Entries drawn from a collection
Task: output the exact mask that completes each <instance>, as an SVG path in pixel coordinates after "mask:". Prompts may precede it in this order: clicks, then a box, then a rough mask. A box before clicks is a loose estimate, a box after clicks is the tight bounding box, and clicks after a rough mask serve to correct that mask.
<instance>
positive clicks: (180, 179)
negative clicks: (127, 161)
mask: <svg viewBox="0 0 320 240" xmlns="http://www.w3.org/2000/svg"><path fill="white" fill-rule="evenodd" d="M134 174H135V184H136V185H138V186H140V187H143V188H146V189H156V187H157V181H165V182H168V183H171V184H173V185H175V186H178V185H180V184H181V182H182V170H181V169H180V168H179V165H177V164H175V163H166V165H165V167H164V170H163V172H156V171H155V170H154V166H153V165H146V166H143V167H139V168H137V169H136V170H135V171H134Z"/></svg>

## ACTIVITY
Could you repeat every one of the lines above, word for word?

## RESPONSE FOR THIS EXERCISE
Task: output the exact mask that completes each <instance>, as an SVG path in pixel coordinates after "mask:". Prompts may precede it in this order: clicks, then a box, then a rough mask. A box before clicks is a loose estimate, a box after clicks is the tight bounding box, and clicks after a rough mask serve to correct that mask.
<instance>
positive clicks: (180, 179)
negative clicks: (127, 161)
mask: <svg viewBox="0 0 320 240" xmlns="http://www.w3.org/2000/svg"><path fill="white" fill-rule="evenodd" d="M134 174H135V184H136V185H138V186H140V187H143V188H146V189H156V187H157V181H165V182H168V183H171V184H173V185H175V186H178V185H180V184H181V182H182V170H181V169H180V168H179V165H177V164H175V163H166V165H165V167H164V170H163V172H156V171H155V170H154V166H153V165H146V166H143V167H139V168H137V169H136V170H135V171H134Z"/></svg>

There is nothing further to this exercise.